§ **EXERCISE AIM**
Turn the lines below into a numbered list, leaving out any blank lines and any pictures.

§ **DATA FOR PROCESSING**
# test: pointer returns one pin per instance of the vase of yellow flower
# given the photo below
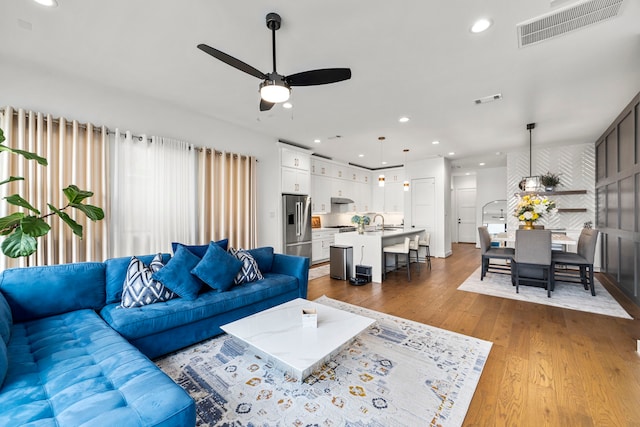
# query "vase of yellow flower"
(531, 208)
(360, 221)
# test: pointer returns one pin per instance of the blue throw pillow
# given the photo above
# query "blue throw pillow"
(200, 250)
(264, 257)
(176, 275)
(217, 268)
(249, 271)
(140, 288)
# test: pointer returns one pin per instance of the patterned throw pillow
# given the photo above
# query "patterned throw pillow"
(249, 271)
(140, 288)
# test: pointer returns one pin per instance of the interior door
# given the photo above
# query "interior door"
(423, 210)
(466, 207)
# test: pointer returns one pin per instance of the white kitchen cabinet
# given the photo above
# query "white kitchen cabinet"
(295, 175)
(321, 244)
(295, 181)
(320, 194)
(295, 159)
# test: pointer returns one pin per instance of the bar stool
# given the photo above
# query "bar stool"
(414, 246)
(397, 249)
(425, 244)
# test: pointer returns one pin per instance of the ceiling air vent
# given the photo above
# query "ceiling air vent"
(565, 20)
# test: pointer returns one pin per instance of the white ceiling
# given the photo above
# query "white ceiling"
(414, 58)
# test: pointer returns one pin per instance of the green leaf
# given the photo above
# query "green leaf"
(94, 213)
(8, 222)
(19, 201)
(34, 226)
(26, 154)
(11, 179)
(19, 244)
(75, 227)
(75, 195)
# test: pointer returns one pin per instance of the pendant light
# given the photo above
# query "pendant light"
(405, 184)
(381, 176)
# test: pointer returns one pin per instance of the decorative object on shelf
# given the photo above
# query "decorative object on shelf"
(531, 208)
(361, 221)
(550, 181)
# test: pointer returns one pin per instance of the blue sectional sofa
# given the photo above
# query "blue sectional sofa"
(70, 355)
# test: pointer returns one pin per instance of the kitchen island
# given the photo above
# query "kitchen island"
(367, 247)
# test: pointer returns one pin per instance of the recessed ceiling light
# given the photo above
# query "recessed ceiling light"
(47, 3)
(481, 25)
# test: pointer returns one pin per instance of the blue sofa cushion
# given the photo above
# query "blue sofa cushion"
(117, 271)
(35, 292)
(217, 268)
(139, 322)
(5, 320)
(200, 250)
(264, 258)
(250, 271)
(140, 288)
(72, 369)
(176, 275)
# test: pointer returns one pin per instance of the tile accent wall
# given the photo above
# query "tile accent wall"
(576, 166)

§ **TASK OUTPUT**
1. # test: pointer returns one pin per instance of the vase of yellow flower
2. # given the photo below
3. # query "vase of yellow flower"
4. (531, 208)
5. (360, 221)
6. # test: pointer returns one pin per instance of the blue throw pillow
7. # given the photo above
8. # query "blue throw pillow"
9. (200, 250)
10. (264, 257)
11. (176, 275)
12. (217, 268)
13. (249, 271)
14. (140, 288)
15. # test: pointer returns one pin per instance of the patterned throw pillow
16. # given the photo above
17. # query "patterned throw pillow"
18. (249, 271)
19. (140, 288)
20. # test: pointer returns one pin per instance of the interior door
21. # given the photo above
22. # query "interior door"
23. (423, 210)
24. (466, 207)
25. # test: pointer returns one pin per instance of the white kitchen cabinet
26. # given the photo above
27. # query "white kitchen cabinet"
28. (295, 175)
29. (321, 244)
30. (295, 181)
31. (320, 194)
32. (295, 159)
33. # test: pointer returns one pin per instance of the bar stool
34. # given the photo above
35. # query "bar stool"
36. (414, 246)
37. (397, 249)
38. (425, 244)
39. # test: pointer returns one pin per instance of the ceiling air vent
40. # given the photo above
41. # query "ceiling air vent"
42. (565, 20)
43. # test: pointer returns one pin per instance of the white ceiling
44. # given the photo above
45. # query "white ceiling"
46. (414, 58)
47. # test: pointer returns one pin per instance of the green leaf
48. # given the photo above
49. # query "green leaf"
50. (94, 213)
51. (8, 222)
52. (19, 201)
53. (34, 226)
54. (26, 154)
55. (11, 179)
56. (19, 244)
57. (75, 227)
58. (75, 195)
59. # test: pointer returns one pin per instance of the pendant light
60. # given the photo above
61. # query "pendant light"
62. (405, 184)
63. (381, 176)
64. # test: pointer returns one pin per instance of the decorative object on shelf
65. # given the photo above
66. # query "decorative object on shelf"
67. (531, 208)
68. (361, 221)
69. (550, 181)
70. # test: pointer returns one pin per instance of the blue sectional sofa
71. # given the photo above
72. # query "blue sectional sofa"
73. (70, 355)
74. # test: pointer returns one pin per instance of the kitchen island
75. # given the photo above
76. # query "kitchen island"
77. (367, 247)
78. # test: pointer returns one pin per instance of the recessed ceiling light
79. # given the photo above
80. # query "recessed ceiling light"
81. (47, 3)
82. (481, 25)
83. # test: pointer returns one pin per instance of the blue sofa cushion
84. # given the photo above
85. # query "blue sofa cushion"
86. (117, 271)
87. (35, 292)
88. (217, 268)
89. (139, 322)
90. (5, 320)
91. (200, 250)
92. (264, 258)
93. (250, 271)
94. (140, 288)
95. (72, 369)
96. (176, 275)
97. # test: pointer returns one pin per instance of the tile accent wall
98. # given the photo above
99. # query "tile accent wall"
100. (576, 166)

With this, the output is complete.